### Instructions to follow
Copy every row below word for word, leaving out the pictures.

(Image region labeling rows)

══════════════════════════════

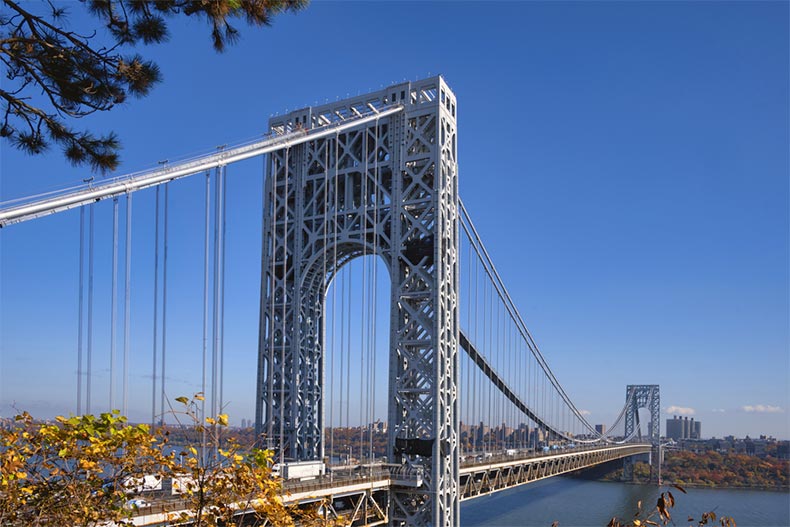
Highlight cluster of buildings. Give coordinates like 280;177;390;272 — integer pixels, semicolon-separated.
677;435;790;459
666;416;702;441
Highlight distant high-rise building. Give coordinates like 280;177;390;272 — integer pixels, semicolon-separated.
667;416;702;439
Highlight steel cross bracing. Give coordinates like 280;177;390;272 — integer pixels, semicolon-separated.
0;104;402;228
256;77;459;527
623;384;661;483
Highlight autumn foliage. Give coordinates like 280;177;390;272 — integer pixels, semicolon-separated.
0;394;323;527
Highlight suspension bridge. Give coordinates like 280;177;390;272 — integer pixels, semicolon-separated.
0;77;660;526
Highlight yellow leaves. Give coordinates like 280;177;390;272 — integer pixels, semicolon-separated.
77;459;98;470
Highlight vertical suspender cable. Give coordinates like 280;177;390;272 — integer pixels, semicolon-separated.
159;183;170;425
369;119;380;462
122;193;132;415
217;166;228;411
85;204;94;413
279;147;296;464
211;167;222;417
321;139;335;463
77;207;85;415
359;128;370;461
263;155;282;442
151;186;159;428
110;197;118;410
200;171;213;461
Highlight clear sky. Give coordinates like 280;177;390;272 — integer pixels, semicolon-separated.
0;2;790;438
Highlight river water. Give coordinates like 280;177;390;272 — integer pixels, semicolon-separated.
461;477;790;527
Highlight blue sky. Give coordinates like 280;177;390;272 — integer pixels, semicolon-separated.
0;2;790;438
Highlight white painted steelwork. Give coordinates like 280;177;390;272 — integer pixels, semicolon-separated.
256;77;459;527
0;104;403;227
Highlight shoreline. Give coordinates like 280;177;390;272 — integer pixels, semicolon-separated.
595;479;790;493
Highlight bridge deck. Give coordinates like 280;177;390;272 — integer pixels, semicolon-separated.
124;444;651;526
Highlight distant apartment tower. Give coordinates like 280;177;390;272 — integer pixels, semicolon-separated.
667;416;702;439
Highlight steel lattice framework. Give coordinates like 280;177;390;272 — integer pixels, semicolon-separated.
623;384;661;483
256;77;459;526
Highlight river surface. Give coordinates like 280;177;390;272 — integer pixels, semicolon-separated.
461;477;790;527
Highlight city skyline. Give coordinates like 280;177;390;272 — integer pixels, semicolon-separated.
0;2;790;439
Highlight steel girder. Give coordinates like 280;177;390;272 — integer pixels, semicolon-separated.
623;384;661;483
256;77;459;526
461;444;650;500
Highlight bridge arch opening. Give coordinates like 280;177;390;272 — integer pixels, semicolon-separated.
322;253;392;465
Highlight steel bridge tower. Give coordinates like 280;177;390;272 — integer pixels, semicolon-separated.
256;77;459;527
623;384;661;483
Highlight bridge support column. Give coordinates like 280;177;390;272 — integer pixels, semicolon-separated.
256;77;459;527
623;384;661;484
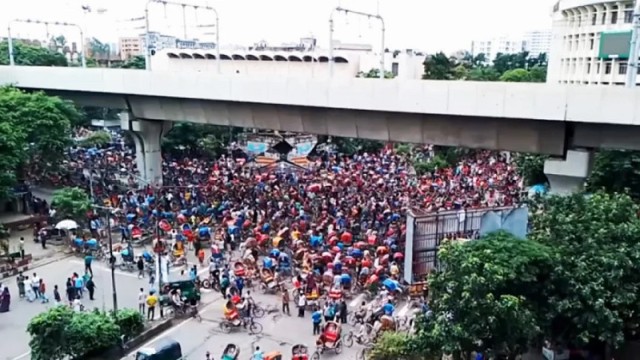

══════════════════════════════

### Completed exercise
Highlight cluster of buildings. Give coordinates like 280;177;390;272 — integer pixels, semicolon-separated.
677;435;790;459
666;416;702;441
Highlight distant high-rise building. Give coordinates like 280;177;390;272 — integer pixels, semicolon-separated.
667;416;702;439
Highlight steel cross bracing. Give coordinates like 280;177;390;272 — integer pixels, semicolon-separated.
0;104;402;228
256;77;459;527
623;384;661;483
Highlight autumn foliage. Give coordinates like 280;177;390;272 — integer pixels, semicolon-separated.
0;394;323;527
Highlight suspension bridge. Give coordinates like 280;177;390;272 — integer pixels, semicolon-separated.
0;77;660;526
Highlight yellow leaves. Give coordinates like 280;177;390;272 — integer pixels, semicolon-separated.
77;459;98;470
Highlight vertical suspender cable. Give coordinates like 280;177;390;272 — integer pixels, semicolon-separated.
159;183;170;425
369;119;380;462
122;193;132;415
217;166;228;411
85;204;94;413
279;147;296;464
211;167;222;417
321;139;335;463
77;207;85;415
359;128;370;461
263;155;282;442
151;186;159;428
110;197;118;410
200;171;213;461
Highlight clear sky. Give coordinates like 280;177;390;272 — integer pixels, semicolon-separated.
0;2;790;438
Highlight river water. Give coordinates like 280;177;390;272 — integer pixels, semicolon-separated.
461;477;790;527
Highlight blue sky. Give coordinates like 280;177;390;272 — integer pixels, semicolon-separated.
0;2;790;438
Highlight white painted steelwork. Give coordinates like 280;177;390;272 — integer pixels, semicolon-separated.
256;77;459;527
0;104;403;227
Highlight shoreline. Give coordinates like 280;177;390;272 — integer pixels, semicolon-separated.
595;479;790;493
Highlight bridge deck. Give coordinates like 280;177;390;272 — integer pixels, semicolon-separated.
124;444;651;526
Highlight distant apartment tower. Give coordinates like 280;177;390;272 — integer pixels, semicolon-separated.
667;416;702;439
Highlight steel lattice framework. Give coordinates like 280;177;390;272 — integer pixels, semicolon-separated.
623;384;661;483
256;77;459;526
Highlight river surface. Give coordinates like 280;177;390;272 — integer pixels, semicolon-separated.
461;477;790;527
Highlight city skyline. Give coordinates like 280;177;390;272 — integer pixels, semicolon-separated.
0;2;790;439
Highlight steel girder. Give coordinates like 280;177;390;272 — integer pixels, semicolon-separated.
623;384;661;483
256;77;459;526
461;444;650;500
Highlight bridge arch opening. Give coordinates like 280;177;390;272 — integer pixels, semicolon-separated.
322;253;392;465
Highlight steel bridge tower. Give coordinates like 280;177;390;272 — integer pixels, semicolon-separated.
256;77;459;527
623;384;661;483
Highlight bridge support column. Give coordinates like 280;177;390;272 — integer pixels, semicolon-separated.
256;77;459;527
623;384;661;484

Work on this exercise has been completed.